> Directions for this task
Add 142 to both the x and y values of every point in the answers, from the line containing "Field log: drop a marker on each instance of the green" through the end of the listing, inclusive. Write out all of those lines again, requests included, with the new values in place of the old ones.

> Records shown
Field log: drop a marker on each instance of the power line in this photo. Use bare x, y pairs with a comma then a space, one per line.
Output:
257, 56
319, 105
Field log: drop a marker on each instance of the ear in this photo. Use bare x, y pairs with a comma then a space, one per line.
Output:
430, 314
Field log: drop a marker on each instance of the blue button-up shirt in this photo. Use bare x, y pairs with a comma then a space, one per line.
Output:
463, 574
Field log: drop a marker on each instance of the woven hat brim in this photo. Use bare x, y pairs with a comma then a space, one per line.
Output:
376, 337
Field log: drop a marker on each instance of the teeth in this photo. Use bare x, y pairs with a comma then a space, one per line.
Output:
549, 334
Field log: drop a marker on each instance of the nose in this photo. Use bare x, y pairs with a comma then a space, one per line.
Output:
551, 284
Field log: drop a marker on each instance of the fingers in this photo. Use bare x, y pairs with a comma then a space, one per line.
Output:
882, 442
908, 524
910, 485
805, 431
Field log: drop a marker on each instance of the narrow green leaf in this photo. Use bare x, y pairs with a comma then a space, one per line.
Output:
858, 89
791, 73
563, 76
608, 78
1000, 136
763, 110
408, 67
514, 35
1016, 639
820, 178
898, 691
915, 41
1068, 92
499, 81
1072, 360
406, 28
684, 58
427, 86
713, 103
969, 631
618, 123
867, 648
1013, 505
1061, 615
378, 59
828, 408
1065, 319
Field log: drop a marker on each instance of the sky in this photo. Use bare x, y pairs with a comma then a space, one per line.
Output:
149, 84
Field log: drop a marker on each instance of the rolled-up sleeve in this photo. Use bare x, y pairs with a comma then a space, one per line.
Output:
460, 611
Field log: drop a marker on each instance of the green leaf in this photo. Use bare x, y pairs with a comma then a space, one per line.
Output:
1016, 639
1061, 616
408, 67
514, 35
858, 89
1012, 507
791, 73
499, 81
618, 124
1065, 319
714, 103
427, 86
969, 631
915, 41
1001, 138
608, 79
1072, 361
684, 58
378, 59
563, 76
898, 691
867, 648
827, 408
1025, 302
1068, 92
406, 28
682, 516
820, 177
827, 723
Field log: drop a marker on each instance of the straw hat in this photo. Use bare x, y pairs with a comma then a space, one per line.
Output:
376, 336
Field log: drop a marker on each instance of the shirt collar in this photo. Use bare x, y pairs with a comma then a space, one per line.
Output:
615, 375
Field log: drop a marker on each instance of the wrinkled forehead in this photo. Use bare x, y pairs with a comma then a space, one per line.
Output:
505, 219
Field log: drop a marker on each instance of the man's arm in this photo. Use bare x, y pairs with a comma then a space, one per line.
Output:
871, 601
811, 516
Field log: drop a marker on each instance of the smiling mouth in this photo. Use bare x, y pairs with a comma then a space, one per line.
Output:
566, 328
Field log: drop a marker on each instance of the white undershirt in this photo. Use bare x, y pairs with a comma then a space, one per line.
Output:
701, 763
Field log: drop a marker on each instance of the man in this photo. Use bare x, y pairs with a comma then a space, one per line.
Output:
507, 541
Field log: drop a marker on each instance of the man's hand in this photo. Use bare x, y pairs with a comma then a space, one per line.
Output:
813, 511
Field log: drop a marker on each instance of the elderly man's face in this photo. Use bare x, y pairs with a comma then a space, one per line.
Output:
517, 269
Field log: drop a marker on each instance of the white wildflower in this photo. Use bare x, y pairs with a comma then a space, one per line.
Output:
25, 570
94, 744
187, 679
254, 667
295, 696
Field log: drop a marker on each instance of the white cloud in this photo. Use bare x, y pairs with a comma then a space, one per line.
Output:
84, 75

> Answer to the exercise
Field log: drop a marker on each instance of the green leaf in this photo. Use bare x, y pairs with a comma then a space, one per line.
Output:
1158, 781
1203, 758
550, 209
656, 177
1000, 231
1154, 649
933, 215
641, 223
760, 266
1207, 461
856, 245
569, 228
1111, 773
1057, 183
1143, 280
750, 221
1214, 503
826, 200
520, 201
705, 218
1040, 833
1009, 790
969, 550
1167, 444
1210, 234
548, 170
824, 658
962, 319
969, 865
Field log: drop a marker on each instance of the straw hat in this photo. Use bare x, y pairs with a comma then a space, one per line.
Output:
518, 478
Field log: drop a marker on each instance of the shirt collar in this photo. Use bare x, y pairs with a comma then a space, one per line.
Output:
757, 517
Field log: drop a marker on each instance of the wrinkled forehead in this photo. Use bare x, y pairs with a comma then a space, one per line.
Output:
647, 361
Field log: drop a marker on each instance of the man's arm in this photo. Use bare x, y pairs with a comma then a space, one per line.
Output:
1013, 743
953, 658
Field log: drop a marker on each instance of the smiling mouth in this photo. Use bare x, y pairs with a comma then a space, one per line.
Output:
708, 470
Field log: drop a marker on each instance of the white undershirt in this photo. Use bare x, y pairs with a comma then a space, one per line.
Output:
843, 905
Field log: drop a marker on each instance of the man in this photo. Use bare x, y pairs with a comma then a space, one per line.
Output:
649, 683
Field log: drop a marker on each instance of the man's hand in this photo. Use bare x, y pairs with a comma then a space, one per line.
Output:
955, 653
Field log: drop a marker on each instance of the elderly man's face in this photo. Use bare x, y pairs with a comma then a space, one per line.
Output:
659, 411
Field log: drop a marker on each instance of the white wildflower in this photo. Use bare x, y pairs with a comma then a space, one per line.
Output:
167, 712
236, 886
329, 821
396, 809
437, 838
Field log: drop a marker on each instance of the white cloud in this photo. Use bare x, y pairs with a comma then a space, one per line.
Output:
226, 217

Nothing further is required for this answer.